● **Required task**
Copy out the following lines exactly as they appear.

────────────────

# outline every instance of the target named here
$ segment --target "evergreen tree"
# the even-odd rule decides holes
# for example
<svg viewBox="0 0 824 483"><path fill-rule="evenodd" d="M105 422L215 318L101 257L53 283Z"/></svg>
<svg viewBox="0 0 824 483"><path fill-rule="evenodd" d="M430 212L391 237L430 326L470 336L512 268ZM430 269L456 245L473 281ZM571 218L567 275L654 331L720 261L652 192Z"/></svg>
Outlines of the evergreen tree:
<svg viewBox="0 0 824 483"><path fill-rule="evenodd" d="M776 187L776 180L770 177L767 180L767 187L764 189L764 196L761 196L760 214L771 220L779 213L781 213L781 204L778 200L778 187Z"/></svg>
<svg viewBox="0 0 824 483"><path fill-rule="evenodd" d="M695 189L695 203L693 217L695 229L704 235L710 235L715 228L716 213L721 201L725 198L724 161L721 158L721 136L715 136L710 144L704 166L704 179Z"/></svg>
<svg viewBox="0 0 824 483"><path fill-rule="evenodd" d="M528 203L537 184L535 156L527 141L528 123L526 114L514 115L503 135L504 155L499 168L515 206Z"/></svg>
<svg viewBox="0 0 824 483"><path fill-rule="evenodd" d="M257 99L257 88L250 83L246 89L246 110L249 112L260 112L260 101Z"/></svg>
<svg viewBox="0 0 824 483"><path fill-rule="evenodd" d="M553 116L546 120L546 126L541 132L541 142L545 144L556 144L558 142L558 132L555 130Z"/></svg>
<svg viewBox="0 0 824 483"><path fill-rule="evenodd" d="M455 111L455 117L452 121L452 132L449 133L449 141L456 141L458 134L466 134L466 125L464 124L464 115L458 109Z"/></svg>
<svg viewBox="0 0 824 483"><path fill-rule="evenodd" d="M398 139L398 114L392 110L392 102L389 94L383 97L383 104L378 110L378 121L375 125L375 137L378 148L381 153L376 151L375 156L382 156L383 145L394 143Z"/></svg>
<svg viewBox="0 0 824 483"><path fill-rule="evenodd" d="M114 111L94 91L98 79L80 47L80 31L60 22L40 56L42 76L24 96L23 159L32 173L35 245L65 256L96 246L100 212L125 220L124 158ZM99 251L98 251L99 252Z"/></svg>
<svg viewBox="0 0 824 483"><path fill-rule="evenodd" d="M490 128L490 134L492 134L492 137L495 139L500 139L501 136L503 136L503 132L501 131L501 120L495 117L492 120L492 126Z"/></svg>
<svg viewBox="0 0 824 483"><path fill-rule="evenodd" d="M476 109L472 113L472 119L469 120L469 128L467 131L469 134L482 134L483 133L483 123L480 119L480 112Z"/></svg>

────────────────

● **In response**
# outline every instance of the target named here
$ segment --target "evergreen tree"
# the even-odd rule decides holes
# for example
<svg viewBox="0 0 824 483"><path fill-rule="evenodd" d="M105 422L215 318L101 257L53 283Z"/></svg>
<svg viewBox="0 0 824 483"><path fill-rule="evenodd" d="M430 212L391 237L430 326L470 336L512 268ZM430 269L456 245L473 281ZM571 218L567 275L654 331L720 261L652 192Z"/></svg>
Outlines of the evergreen tree:
<svg viewBox="0 0 824 483"><path fill-rule="evenodd" d="M776 187L776 180L770 177L767 180L767 187L764 189L764 196L761 196L760 214L771 220L779 213L781 213L781 204L778 200L778 187Z"/></svg>
<svg viewBox="0 0 824 483"><path fill-rule="evenodd" d="M695 189L695 203L693 217L695 229L704 235L710 235L715 228L716 213L721 201L725 198L724 161L721 158L721 136L715 136L710 144L704 166L704 179Z"/></svg>
<svg viewBox="0 0 824 483"><path fill-rule="evenodd" d="M528 203L537 184L535 156L527 141L528 123L526 114L514 115L503 135L504 155L499 168L515 206Z"/></svg>
<svg viewBox="0 0 824 483"><path fill-rule="evenodd" d="M257 99L257 88L250 83L246 89L246 110L249 112L260 112L260 101Z"/></svg>
<svg viewBox="0 0 824 483"><path fill-rule="evenodd" d="M553 116L546 120L546 126L541 132L541 142L545 144L556 144L558 142L558 132L555 130Z"/></svg>
<svg viewBox="0 0 824 483"><path fill-rule="evenodd" d="M455 111L455 117L452 121L452 132L449 133L449 141L456 141L458 134L466 134L466 125L464 124L464 115L458 109Z"/></svg>
<svg viewBox="0 0 824 483"><path fill-rule="evenodd" d="M398 139L398 114L392 110L392 102L389 94L383 97L383 104L378 110L378 121L375 125L375 137L378 148L381 153L376 151L375 156L382 156L383 145L394 143Z"/></svg>
<svg viewBox="0 0 824 483"><path fill-rule="evenodd" d="M114 111L94 91L98 79L80 47L80 31L60 22L40 56L42 76L24 96L23 159L32 173L35 245L65 256L96 246L100 212L125 220L124 158ZM99 251L98 251L99 252Z"/></svg>
<svg viewBox="0 0 824 483"><path fill-rule="evenodd" d="M490 128L490 134L492 134L492 137L495 139L500 139L501 136L503 136L503 132L501 131L501 120L495 117L492 120L492 126Z"/></svg>
<svg viewBox="0 0 824 483"><path fill-rule="evenodd" d="M476 109L472 113L472 119L469 120L469 128L467 131L469 134L482 134L483 133L483 123L480 119L480 112Z"/></svg>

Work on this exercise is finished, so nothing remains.